[WHAT NEEDS TO BE DONE] Please reproduce the passage on why Venus looks bigger than Jupiter, word for word, from "Galileo was the" up to and including "Academy of Sciences.".
(GIVEN TEXT begins)
Venus is nearer to Earth than Jupiter and therefore appears brighter in the night sky, however this alone cannot account for its larger-than-life appearance. There must be another reason to do with the way the eye perceives light compared to the optical reality of a telescope, scientists said.

Viewed directly with the naked eye, Venus appears to have a “radiant crown” which makes it look eight to ten times bigger than Jupiter even though Jupiter is four times larger when seen from Earth.

Galileo was the first to realise that this radiant crown was something to do with human perception, or, as he described it, an “impediment of our eyes” which the telescope eliminated, but he put it down to some kind of optical interference to the light from the planets as the light entered the human eye.

However, scientists have now shown that the effect is caused by the way the light-sensitive cells at the back of the eye respond to images of different intensity set against a dark background. Venus appears larger because its brighter-than-Jupiter image is much exaggerated by the visual centres of the brain to create a bigger radiant crown than Jupiter’s, according to the study published in the journal Proceedings of the National Academy of Sciences.

They believe the effect influences the way we see everything because the human retina and brain are finely tuned to respond to the contrast between light objects against a dark background. This makes them appear larger than light objects of the same size set against a light background, said Jose-Manuel Alonso of the State University of New York College of Optometry.
(GIVEN TEXT ends)
(DATA FOR ANALYSIS begins)
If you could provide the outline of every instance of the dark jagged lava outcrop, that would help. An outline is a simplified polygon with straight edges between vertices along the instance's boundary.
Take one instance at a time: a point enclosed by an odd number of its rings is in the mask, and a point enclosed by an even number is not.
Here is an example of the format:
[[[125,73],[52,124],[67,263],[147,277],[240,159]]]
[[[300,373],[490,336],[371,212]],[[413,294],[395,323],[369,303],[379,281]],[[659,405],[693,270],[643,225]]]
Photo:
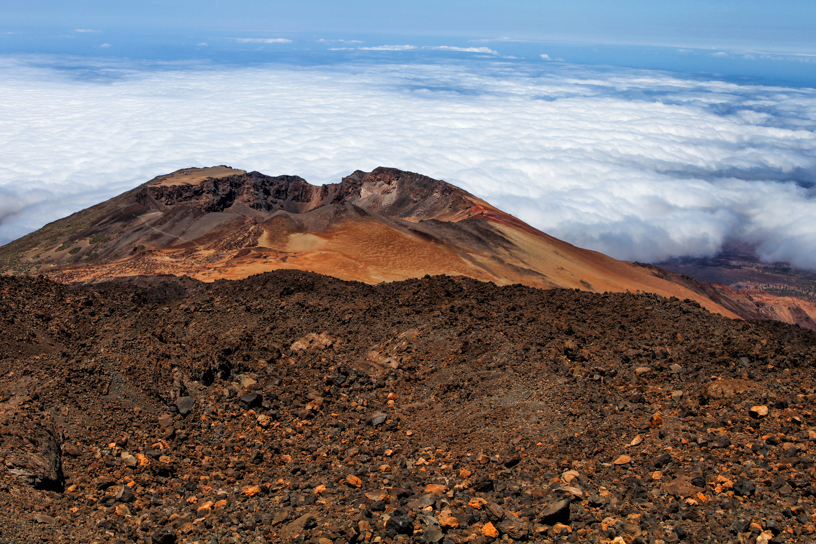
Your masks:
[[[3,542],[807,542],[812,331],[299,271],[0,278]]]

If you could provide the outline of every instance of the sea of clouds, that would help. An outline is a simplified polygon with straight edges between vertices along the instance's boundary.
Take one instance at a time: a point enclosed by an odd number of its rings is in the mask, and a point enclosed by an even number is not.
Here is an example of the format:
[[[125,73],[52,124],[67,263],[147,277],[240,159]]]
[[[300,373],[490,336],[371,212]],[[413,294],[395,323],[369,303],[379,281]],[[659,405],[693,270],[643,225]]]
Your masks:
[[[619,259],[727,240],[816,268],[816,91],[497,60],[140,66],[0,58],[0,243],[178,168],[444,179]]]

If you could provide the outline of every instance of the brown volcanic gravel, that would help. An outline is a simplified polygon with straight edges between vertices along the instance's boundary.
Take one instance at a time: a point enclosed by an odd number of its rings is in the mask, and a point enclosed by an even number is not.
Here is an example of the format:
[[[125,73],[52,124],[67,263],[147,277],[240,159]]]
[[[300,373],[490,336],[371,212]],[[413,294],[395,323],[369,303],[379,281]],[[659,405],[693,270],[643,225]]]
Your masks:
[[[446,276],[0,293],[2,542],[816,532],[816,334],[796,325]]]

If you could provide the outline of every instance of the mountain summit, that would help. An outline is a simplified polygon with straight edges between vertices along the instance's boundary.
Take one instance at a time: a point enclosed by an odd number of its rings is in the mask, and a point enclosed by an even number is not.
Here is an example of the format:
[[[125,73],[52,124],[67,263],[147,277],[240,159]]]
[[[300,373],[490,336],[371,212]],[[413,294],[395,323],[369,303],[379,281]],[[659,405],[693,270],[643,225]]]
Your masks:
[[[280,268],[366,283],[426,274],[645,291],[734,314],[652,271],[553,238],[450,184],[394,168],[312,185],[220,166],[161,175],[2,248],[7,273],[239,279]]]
(DATA FOR ANALYSIS ends)
[YOUR RESPONSE]
Galileo was the first to realise that this radiant crown was something to do with human perception, or, as he described it, an “impediment of our eyes” which the telescope eliminated, but he put it down to some kind of optical interference to the light from the planets as the light entered the human eye.

However, scientists have now shown that the effect is caused by the way the light-sensitive cells at the back of the eye respond to images of different intensity set against a dark background. Venus appears larger because its brighter-than-Jupiter image is much exaggerated by the visual centres of the brain to create a bigger radiant crown than Jupiter’s, according to the study published in the journal Proceedings of the National Academy of Sciences.